==== EXCERPT TO READ
It's sad that you think so, because those proven, well established, well ingrained cultural biases already limit your choices (or place pressure on you) in a lot of ways. All we're trying to do is remove those pressures so you have more freedom; quite the opposite of anyone knowing better than you what your life is like. I don't need to know what your life is like if I see an obstacle in your way and remove it (and it is there even if you can't see it; we know it's there because of all those hundreds of helpful studies) so that you can do what was hard for women before... or choose not to.


>Here's a recent article about parents to a girl who try to fight all those pressures placed on her so that she's free to choose what she wants to do in life:

No, that is an article about a couple who want to push their child away from what they consider "traditional gender roles" because they think they need to for some reason. There is nothing to indicate the girls was pressured to act like a girl. I may be old, but I can in fact still remember being a girl. I remember that girls could excel in school and be popular, but boys were "nerds" if they did well in school. I remember being selected as one of the "advanced students" to go learn about computers. I remember that there were only two boys selected. It is hard for me to ignore my experiences just because it is politically incorrect to be a woman who doesn't claim to be a victim.

>By their very definition, cultural pressures are invisible

That is not in the definition

>So, step one: learn to see those biases.

I've had that pushed on my many times. Imagine being a woman in university. I don't think you realize just how hard and how frequently it was pushed on me. But it was not about learning to see invisible biases. It was about learning to blame everything on biases that could not be seen, and you have to take it on faith that they exist.

>That's just not true at all.

What are you supposed to do when a woman tells you about her lived experiences again?

>It's sad that you think so, because those proven, blah blah look I know better than you just shut up and accept my gracious help because I am a man so I clearly know better than you and you are just blind to it because you've only spent the last four decades living it

Yes, please save me from the imaginary boogeymen. I need a big strong man to rescue me and assuage his misplaced guilt.


> No, that is an article about a couple who want to push their child away from what they consider "traditional gender roles"

... which she is being pressured into right and left by the movies and toys made for her.

> It is hard for me to ignore my experiences just because it is politically incorrect to be a woman who doesn't claim to be a victim.

Victim? Popular? What in god's name are you talking about? Sexism is as real and as scientifically proven as gravity. It doesn't make women victim, but marginalized. That is a fact regardless whether or not you think it's in vogue.
========
==== STORED RECORDS
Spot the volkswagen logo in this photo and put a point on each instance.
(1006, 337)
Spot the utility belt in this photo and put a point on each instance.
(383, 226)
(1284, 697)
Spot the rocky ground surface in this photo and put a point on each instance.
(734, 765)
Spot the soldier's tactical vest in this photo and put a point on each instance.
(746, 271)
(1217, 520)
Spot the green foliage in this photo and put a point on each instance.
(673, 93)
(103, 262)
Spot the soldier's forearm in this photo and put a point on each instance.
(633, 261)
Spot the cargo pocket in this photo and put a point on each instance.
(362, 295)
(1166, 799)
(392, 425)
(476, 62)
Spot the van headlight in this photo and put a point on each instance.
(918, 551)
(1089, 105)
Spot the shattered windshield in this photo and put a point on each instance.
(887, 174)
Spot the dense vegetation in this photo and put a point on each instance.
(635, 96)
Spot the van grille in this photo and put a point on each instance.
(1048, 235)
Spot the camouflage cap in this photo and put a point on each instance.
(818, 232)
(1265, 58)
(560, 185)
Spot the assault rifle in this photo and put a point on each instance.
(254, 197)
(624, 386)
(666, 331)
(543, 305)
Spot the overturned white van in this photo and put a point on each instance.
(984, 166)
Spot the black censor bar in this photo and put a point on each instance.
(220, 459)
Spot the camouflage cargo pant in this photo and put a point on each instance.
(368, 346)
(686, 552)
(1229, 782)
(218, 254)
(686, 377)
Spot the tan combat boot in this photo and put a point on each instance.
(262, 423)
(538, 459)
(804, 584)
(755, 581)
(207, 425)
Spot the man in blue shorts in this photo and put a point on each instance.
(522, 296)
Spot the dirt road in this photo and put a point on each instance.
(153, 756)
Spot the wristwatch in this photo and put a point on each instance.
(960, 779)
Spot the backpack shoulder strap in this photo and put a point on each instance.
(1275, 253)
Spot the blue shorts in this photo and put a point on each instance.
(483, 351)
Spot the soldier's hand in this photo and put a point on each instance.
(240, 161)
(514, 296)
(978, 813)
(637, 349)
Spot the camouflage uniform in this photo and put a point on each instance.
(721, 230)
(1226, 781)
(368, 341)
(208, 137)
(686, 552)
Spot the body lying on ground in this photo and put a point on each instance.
========
• WHAT IS ASKED:
[1] Rewrite the part of the discussion of gender bias between "Victim? Popular? What" and "it's in vogue.", inclusive, putting "evolution" in place of "gravity".
[2] Reproduce the records from their first line through the line holding "(1284, 697)", inclusive, character for character.
The discussion of gender bias has no connection to the records.

• FULL ANSWERS:
[1]
Victim? Popular? What in god's name are you talking about? Sexism is as real and as scientifically proven as evolution. It doesn't make women victim, but marginalized. That is a fact regardless whether or not you think it's in vogue.

[2]
Spot the volkswagen logo in this photo and put a point on each instance.
(1006, 337)
Spot the utility belt in this photo and put a point on each instance.
(383, 226)
(1284, 697)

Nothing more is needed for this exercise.